══ Extracted text

But if you need a revolution—an experience for your customer that’s exponentially, not incrementally, better—you’re not going to find them there, even if you run 100 at a time.

She elaborated during our recent chat, saying,“A lot of companies are coming up against the fact that they started with an experience at X point in time, and they’ve been iterating on it and adding to it, and there are new features or market conditions change, and all of a sudden, you’ve got an experience that’s a little bit Frankensteined.”

And if you want to make a 10x improvement, you can’t do that with small A/B tests.

Instead, Abigail advocates for finding out what is important to key stakeholders and learning where you can make an impact on the business with design in an area that’s currently being overlooked.

As an example, she shares a story from her first year at Northwestern Mutual when she asked their EVP of client digital experience what he cared about, and he said he wanted to increase client adoption.

She saw an opportunity with the client portal, the dashboard customers landed on as soon as they logged in. Abigail decided “that was a fantastic test case because one, metrics wise, there was nowhere to go but up, and two, nobody really thought that much of it. So if I did something that people didn’t like, it wasn’t going to negatively impact any major company metrics in any way.”

════

■ **Set problem 1**
From the excerpt about A/B testing and design, write out the passage from "She elaborated during" up to and including "increase client adoption.".
■ **Set problem 2**
Using the excerpt about A/B testing and design, decide whether each statement agrees with it. Answer yes or no for each, quoting the words from the excerpt that settle it.
(a) The EVP of client digital experience said he wanted to increase client adoption.
(b) A 10x improvement can be reached through small A/B tests.
(c) The client portal was the dashboard customers landed on as soon as they logged in.
■ **Set problem 3**
Continue the excerpt about A/B testing and design, picking up after its final sentence.

══ Records provided

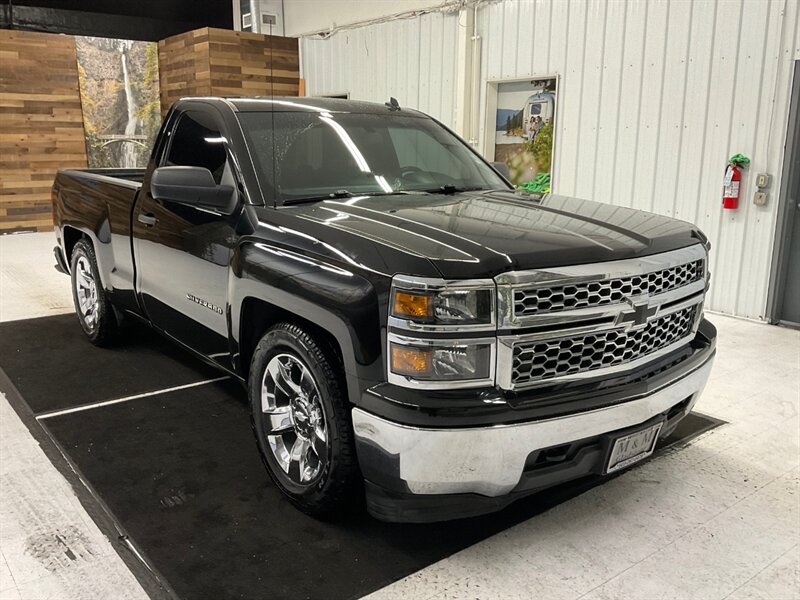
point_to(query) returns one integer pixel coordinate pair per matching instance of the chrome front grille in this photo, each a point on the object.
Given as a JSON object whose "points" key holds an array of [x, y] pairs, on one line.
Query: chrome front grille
{"points": [[559, 357], [537, 299], [586, 321]]}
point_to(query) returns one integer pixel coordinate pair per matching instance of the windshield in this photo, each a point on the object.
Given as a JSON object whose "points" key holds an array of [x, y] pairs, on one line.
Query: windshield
{"points": [[319, 153]]}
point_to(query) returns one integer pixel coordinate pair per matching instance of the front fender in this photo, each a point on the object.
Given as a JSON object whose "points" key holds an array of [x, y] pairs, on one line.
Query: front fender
{"points": [[340, 301]]}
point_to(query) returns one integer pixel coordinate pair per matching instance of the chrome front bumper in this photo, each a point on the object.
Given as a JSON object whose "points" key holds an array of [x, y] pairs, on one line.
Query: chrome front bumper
{"points": [[491, 460]]}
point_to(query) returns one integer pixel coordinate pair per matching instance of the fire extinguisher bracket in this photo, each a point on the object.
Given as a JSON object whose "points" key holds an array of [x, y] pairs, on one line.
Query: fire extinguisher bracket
{"points": [[731, 184]]}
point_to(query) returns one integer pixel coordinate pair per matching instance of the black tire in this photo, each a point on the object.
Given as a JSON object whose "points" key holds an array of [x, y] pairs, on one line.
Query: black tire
{"points": [[100, 323], [336, 487]]}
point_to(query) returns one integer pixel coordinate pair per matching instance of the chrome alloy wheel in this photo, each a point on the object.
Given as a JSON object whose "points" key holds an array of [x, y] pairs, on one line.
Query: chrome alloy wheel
{"points": [[294, 418], [86, 291]]}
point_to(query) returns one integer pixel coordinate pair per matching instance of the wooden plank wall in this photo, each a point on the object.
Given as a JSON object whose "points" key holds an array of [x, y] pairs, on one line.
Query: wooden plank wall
{"points": [[41, 126], [221, 62]]}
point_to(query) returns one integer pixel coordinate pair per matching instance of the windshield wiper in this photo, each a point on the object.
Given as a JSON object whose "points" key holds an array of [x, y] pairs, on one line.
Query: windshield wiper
{"points": [[348, 194], [449, 188], [331, 196]]}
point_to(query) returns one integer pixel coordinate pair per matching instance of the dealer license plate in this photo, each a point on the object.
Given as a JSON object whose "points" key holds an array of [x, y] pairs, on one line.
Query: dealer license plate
{"points": [[633, 448]]}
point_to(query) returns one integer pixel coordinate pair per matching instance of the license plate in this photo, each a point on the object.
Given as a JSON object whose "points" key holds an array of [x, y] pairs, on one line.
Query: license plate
{"points": [[633, 448]]}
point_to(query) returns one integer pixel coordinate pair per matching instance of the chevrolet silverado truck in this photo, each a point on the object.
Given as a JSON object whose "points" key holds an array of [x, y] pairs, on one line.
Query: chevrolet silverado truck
{"points": [[409, 328]]}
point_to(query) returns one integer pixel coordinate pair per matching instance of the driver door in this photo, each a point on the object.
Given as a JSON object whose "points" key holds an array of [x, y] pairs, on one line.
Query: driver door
{"points": [[183, 252]]}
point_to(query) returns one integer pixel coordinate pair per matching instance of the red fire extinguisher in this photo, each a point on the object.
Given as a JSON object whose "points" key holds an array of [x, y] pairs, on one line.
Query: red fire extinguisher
{"points": [[733, 179]]}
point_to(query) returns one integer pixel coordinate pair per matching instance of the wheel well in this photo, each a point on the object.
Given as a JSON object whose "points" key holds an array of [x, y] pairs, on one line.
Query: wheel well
{"points": [[258, 315], [71, 237]]}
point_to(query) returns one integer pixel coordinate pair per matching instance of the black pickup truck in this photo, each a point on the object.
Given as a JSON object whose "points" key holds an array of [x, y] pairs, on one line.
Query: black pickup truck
{"points": [[408, 326]]}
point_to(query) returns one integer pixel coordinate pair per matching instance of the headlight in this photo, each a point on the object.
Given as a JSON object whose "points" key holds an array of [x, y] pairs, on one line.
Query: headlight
{"points": [[435, 302], [421, 314], [457, 362]]}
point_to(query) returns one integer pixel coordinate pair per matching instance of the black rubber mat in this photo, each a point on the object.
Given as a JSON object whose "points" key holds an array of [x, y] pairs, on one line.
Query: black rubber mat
{"points": [[181, 474], [54, 366]]}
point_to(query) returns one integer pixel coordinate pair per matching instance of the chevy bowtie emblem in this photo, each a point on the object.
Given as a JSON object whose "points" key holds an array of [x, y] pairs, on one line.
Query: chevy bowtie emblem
{"points": [[637, 316]]}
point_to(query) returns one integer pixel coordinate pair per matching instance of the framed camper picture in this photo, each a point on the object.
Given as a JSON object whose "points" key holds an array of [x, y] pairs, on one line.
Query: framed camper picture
{"points": [[519, 130]]}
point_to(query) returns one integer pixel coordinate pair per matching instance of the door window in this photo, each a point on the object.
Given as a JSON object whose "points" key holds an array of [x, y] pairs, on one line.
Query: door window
{"points": [[197, 142]]}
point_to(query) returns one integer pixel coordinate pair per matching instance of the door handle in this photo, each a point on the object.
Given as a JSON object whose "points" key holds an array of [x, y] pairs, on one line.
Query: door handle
{"points": [[147, 219]]}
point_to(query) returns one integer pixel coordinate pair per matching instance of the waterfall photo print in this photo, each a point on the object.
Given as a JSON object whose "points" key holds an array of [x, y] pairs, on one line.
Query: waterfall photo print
{"points": [[120, 100]]}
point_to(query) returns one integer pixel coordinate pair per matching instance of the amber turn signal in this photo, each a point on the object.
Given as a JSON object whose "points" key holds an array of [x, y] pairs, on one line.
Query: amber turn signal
{"points": [[411, 305], [407, 360]]}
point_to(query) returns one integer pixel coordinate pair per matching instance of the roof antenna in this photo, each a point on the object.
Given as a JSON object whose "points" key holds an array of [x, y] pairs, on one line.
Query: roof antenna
{"points": [[393, 104]]}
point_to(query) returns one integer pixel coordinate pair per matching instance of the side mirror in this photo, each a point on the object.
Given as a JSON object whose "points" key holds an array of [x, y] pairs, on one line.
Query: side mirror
{"points": [[502, 168], [194, 186]]}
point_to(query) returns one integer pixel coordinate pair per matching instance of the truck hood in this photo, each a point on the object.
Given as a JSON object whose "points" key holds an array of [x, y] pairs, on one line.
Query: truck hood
{"points": [[472, 235]]}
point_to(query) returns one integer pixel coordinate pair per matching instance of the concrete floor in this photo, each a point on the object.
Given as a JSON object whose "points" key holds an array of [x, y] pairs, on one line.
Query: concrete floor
{"points": [[719, 519]]}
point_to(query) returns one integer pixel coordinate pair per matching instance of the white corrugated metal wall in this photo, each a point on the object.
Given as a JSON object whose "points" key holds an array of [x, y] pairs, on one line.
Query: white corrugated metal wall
{"points": [[654, 96], [413, 60]]}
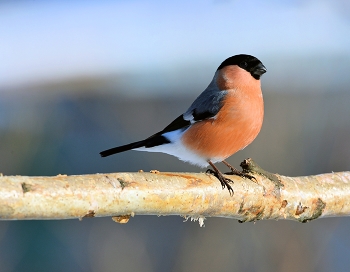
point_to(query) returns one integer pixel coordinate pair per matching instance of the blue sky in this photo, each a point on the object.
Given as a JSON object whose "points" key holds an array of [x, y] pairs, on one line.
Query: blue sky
{"points": [[50, 40]]}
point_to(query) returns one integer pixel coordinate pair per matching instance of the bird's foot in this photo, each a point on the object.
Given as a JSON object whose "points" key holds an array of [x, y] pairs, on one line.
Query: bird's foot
{"points": [[224, 181], [236, 172]]}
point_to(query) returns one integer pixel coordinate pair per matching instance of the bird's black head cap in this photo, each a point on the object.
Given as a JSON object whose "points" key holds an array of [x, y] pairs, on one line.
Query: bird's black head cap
{"points": [[247, 62]]}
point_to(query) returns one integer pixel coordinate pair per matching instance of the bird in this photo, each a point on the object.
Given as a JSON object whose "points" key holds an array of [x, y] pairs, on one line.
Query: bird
{"points": [[225, 118]]}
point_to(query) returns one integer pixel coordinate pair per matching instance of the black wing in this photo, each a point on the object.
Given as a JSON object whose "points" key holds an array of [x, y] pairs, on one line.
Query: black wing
{"points": [[154, 140]]}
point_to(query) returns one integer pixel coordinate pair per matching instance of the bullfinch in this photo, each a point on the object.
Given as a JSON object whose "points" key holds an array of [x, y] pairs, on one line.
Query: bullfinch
{"points": [[225, 118]]}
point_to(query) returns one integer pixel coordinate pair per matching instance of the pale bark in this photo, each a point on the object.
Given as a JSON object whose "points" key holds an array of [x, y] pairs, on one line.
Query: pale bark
{"points": [[197, 196]]}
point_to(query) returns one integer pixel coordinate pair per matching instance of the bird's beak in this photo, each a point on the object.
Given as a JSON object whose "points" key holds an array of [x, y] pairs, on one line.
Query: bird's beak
{"points": [[259, 69]]}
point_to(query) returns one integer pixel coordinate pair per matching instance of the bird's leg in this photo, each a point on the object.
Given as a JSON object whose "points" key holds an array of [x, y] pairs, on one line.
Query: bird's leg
{"points": [[236, 172], [224, 181]]}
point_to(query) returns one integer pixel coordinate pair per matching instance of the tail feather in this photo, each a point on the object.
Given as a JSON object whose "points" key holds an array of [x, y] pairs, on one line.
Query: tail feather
{"points": [[150, 142], [122, 148]]}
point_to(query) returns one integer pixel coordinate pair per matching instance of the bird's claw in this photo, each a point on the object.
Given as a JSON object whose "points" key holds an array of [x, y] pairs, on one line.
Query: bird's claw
{"points": [[224, 181]]}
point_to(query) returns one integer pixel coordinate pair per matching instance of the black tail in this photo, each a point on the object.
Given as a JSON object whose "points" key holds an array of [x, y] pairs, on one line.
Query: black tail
{"points": [[122, 148], [152, 141]]}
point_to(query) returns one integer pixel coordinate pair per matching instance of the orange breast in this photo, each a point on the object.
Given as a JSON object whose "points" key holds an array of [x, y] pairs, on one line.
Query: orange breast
{"points": [[236, 125]]}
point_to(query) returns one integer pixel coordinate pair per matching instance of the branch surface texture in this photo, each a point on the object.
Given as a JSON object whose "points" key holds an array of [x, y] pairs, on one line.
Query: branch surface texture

════

■ **Reply 1**
She elaborated during our recent chat, saying,“A lot of companies are coming up against the fact that they started with an experience at X point in time, and they’ve been iterating on it and adding to it, and there are new features or market conditions change, and all of a sudden, you’ve got an experience that’s a little bit Frankensteined.”

And if you want to make a 10x improvement, you can’t do that with small A/B tests.

Instead, Abigail advocates for finding out what is important to key stakeholders and learning where you can make an impact on the business with design in an area that’s currently being overlooked.

As an example, she shares a story from her first year at Northwestern Mutual when she asked their EVP of client digital experience what he cared about, and he said he wanted to increase client adoption.

■ **Reply 2**
(a) Yes: "he said he wanted to increase client adoption."
(b) No: "you can’t do that with small A/B tests."
(c) Yes: "the dashboard customers landed on as soon as they logged in."

■ **Reply 3**
Abigail took a small group of product people and engineers and did a workshop—the first design workshop the group had ever done—and within six weeks they had redesigned, rebuilt, and launched the dashboard. The results were almost immediate:

“…within six weeks, we were getting some really good indicators that things were going well. We had an over 300% increase in account aggregation. We had a 29% increase in client adoption. We saw an 86% reduction in the bounce rate. And I’ve found that when you take something really low value, you can turn it into something that really works for you because people see you as almost like a miracle maker, right?”

A/B tests are great for making incremental improvements to your products. But if you’re looking to make a 10x change, and something that will show big returns on an investment in design, follow Abigail’s lead. Learn what is important to your business, and find an overlooked area of the product where you can make an impact. You just might find the revolution you’re looking for.